-- Begin Source document --
Very early Q presented Jesus as the Wisdom of God. See also the following references. Mark 6:2 “What is the wisdom given to him?” Luke 2:40. Jesus became “filled with wisdom.” Luke 2:52 “he increased in wisdom.” Luke 7:35. “Wisdom is justified by her children.” See Mt. 11:19. Luke 11:31 “to hear the wisdom of Solomon, and behold, something greater than Solomon is here.” See Mt 12:42. Luke 21:15 “I will give you a mouth and wisdom…” Paul refers to Christ in I Cor. 1:24 “as the power of God and as the wisdom of God. In Col.2:3 we read, “in Christ is hidden all the wisdom of God.” The Logos returns to history as Sophia.

Wisdom has wanted to “gather” Jerusalem. See Mark 13:27; Mt. 24:31; Ps. 147:2; Isa. 56:8. It speaks to the eschatological gathering in of God’s people in the age to come. Divine Wisdom speaks of the exile and restoration. Proverbs 1:24-25 is clear on this. Wisdom, the Divine voice, laments that Jerusalem is in exile and refuses the mercy of God. The Lord will laugh at the calamity of Jerusalem, and will mock them. How often the Lord wished (was willing to) to gather his people! But they did not wish it (will it). As in the Temptation there is a conflict of wills. Jerusalem stands on its own will, rejecting the will of God. I believe this passage is about the Passion of Christ, the struggle of the divine will against the human will, the continuing battle between chaos and cosmos. The people refused to surrender their will to the will of the Divine. That is why the gathering was hindered. “Therefore your house is forsaken.” 13:35. But the Lord will “perform the mercy promised to our fathers, and to remember his holy covenant, the oath which he swore to our father Abraham, to grant us, that we, being delivered from the hand of our enemies, might serve him without fear, in holiness and righteousness before him all the days of our life.” Luke 1:72-75.
-- End Source document --
:: Stated exercise 1 ::
From the rows below, pull out every line that contains the string "handle".
-- Begin Listed records --
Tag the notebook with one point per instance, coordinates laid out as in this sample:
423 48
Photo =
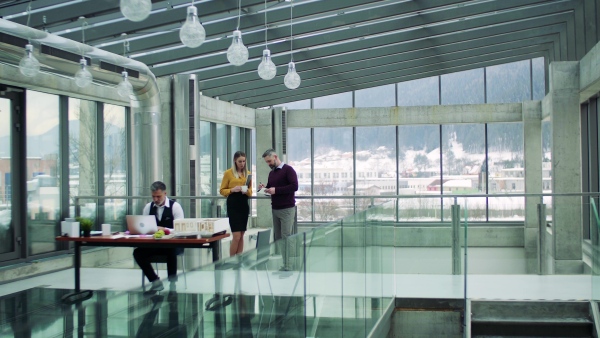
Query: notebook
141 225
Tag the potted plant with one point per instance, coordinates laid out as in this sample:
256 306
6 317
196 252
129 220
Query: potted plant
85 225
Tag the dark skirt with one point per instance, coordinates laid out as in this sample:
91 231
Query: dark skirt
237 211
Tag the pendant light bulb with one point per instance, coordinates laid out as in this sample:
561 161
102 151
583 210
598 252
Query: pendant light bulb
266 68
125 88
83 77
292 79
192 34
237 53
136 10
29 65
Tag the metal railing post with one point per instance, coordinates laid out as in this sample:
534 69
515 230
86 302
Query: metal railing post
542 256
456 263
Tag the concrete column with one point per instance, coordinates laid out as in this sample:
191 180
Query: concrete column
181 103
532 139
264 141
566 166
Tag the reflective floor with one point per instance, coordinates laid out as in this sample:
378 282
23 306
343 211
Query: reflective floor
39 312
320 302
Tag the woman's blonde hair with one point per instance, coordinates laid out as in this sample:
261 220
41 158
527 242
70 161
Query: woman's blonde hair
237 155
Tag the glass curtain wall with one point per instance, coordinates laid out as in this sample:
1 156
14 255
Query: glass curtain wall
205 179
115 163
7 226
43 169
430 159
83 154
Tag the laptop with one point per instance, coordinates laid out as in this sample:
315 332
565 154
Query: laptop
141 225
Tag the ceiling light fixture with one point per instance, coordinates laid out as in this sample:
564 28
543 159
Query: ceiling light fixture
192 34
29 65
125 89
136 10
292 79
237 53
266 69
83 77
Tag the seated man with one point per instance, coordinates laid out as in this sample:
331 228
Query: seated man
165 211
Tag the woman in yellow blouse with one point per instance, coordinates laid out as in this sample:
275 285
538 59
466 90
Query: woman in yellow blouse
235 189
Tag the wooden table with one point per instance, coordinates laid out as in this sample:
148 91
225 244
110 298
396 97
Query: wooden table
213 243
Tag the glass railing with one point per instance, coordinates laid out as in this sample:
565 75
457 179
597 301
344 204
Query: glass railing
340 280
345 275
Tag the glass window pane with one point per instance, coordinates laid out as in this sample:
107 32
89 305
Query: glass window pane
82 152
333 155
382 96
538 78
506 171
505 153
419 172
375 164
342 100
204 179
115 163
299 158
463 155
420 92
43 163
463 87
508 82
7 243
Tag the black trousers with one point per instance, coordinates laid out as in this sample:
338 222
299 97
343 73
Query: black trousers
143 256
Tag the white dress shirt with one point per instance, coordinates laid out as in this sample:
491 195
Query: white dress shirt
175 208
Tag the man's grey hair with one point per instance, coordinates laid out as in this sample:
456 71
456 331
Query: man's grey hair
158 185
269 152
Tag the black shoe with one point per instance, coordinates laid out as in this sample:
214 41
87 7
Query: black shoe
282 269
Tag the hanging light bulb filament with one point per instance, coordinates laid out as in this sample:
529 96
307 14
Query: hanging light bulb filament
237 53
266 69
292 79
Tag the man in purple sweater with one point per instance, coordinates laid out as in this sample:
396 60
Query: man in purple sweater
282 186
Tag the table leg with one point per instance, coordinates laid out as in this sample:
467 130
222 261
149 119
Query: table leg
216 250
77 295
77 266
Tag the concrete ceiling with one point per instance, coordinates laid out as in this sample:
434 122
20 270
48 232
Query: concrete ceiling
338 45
-- End Listed records --
-- Begin Listed records --
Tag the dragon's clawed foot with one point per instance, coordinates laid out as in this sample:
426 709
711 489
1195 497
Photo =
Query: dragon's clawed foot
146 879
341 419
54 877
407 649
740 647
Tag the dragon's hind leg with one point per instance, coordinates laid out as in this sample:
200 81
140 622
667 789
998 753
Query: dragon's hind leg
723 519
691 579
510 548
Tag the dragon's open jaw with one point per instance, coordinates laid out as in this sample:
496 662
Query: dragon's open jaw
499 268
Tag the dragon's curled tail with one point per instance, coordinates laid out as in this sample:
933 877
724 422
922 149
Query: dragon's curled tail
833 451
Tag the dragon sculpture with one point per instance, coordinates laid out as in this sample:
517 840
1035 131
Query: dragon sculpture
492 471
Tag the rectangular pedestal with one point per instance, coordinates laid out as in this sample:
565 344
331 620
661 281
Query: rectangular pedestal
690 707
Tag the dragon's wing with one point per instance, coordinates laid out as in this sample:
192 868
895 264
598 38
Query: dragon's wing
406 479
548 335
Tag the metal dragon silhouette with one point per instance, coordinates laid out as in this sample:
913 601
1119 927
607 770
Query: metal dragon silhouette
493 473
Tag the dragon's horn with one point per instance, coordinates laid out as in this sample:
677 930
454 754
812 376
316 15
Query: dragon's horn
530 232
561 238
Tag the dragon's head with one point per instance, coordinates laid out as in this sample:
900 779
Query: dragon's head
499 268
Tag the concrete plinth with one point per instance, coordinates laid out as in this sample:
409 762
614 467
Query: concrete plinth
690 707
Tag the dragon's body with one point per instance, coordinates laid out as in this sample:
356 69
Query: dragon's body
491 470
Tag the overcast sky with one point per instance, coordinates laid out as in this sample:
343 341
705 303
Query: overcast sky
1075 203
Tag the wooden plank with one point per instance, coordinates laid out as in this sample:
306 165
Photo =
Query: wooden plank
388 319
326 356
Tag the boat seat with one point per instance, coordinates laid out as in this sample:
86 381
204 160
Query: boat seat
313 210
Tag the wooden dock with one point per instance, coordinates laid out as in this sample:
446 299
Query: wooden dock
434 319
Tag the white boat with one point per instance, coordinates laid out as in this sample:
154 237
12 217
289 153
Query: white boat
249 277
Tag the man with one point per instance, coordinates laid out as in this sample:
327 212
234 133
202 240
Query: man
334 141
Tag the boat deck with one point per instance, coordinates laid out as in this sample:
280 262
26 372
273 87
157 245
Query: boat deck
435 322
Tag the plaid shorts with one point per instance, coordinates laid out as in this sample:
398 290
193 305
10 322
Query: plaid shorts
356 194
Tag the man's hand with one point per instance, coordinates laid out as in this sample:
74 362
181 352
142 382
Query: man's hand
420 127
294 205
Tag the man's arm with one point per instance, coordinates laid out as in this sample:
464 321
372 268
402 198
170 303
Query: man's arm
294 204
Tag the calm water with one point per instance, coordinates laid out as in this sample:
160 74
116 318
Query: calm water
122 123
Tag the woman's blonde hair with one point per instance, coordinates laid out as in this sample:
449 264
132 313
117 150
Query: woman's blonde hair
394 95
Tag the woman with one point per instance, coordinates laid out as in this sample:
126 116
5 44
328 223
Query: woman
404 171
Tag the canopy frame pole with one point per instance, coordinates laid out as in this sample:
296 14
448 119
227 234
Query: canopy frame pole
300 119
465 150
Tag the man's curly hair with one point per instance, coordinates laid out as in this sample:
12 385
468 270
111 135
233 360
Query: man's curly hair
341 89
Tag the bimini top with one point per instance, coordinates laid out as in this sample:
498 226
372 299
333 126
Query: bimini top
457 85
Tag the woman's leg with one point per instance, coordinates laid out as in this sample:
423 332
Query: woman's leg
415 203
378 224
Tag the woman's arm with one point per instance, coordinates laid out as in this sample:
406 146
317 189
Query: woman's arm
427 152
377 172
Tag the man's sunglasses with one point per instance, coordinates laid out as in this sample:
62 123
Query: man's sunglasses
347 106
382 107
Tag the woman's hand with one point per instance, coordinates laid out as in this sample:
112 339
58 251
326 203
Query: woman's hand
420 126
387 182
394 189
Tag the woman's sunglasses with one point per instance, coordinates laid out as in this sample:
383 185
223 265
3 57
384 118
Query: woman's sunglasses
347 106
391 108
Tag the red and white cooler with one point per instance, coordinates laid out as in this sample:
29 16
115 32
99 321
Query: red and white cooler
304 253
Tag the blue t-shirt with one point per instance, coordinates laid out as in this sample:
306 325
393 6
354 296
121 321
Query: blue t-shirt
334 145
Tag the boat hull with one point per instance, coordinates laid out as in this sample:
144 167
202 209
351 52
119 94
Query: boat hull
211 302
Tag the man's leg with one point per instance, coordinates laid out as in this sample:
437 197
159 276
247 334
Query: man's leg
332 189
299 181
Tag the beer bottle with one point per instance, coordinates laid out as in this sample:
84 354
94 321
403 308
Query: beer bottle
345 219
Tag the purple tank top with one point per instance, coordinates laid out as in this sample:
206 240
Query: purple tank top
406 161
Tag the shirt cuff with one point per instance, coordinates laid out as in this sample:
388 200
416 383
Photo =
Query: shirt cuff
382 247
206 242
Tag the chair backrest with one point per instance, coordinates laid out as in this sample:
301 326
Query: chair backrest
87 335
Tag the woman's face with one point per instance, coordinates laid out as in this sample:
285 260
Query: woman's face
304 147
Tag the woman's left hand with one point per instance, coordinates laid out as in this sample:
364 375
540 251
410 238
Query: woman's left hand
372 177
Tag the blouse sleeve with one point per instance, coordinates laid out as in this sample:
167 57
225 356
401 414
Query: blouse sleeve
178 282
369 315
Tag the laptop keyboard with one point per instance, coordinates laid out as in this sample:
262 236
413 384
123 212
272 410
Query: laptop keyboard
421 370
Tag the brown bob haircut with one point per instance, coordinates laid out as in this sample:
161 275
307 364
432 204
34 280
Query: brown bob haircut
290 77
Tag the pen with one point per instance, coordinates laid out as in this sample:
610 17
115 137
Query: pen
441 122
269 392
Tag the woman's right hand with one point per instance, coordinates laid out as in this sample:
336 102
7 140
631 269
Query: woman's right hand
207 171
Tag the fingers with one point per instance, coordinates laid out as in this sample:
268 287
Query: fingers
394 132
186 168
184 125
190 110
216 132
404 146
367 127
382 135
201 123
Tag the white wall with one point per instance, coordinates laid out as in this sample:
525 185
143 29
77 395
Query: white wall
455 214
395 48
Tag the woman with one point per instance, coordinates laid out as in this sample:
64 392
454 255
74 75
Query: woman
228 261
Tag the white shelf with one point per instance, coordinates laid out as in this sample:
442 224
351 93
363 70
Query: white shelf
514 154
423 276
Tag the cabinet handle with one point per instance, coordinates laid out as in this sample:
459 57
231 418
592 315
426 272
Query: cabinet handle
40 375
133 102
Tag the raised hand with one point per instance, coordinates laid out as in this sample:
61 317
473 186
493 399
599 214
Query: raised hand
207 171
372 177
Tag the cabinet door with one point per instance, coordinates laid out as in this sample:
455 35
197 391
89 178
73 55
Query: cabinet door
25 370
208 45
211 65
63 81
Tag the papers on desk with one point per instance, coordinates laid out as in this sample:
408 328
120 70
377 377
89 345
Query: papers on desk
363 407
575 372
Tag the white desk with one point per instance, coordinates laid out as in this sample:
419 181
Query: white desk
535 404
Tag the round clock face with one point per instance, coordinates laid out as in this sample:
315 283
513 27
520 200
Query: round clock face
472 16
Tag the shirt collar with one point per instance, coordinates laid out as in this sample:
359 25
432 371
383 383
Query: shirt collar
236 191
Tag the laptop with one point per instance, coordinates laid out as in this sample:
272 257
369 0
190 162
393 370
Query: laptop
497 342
-- End Listed records --
:: Stated exercise 2 ::
In the passage on divine Wisdom, what two things does Paul call Christ in I Cor. 1:24?

:: Expected output 1 ::
Tag the cabinet handle with one point per instance, coordinates laid out as in this sample:
Query: cabinet handle

:: Expected output 2 ::
The power of God and the wisdom of God.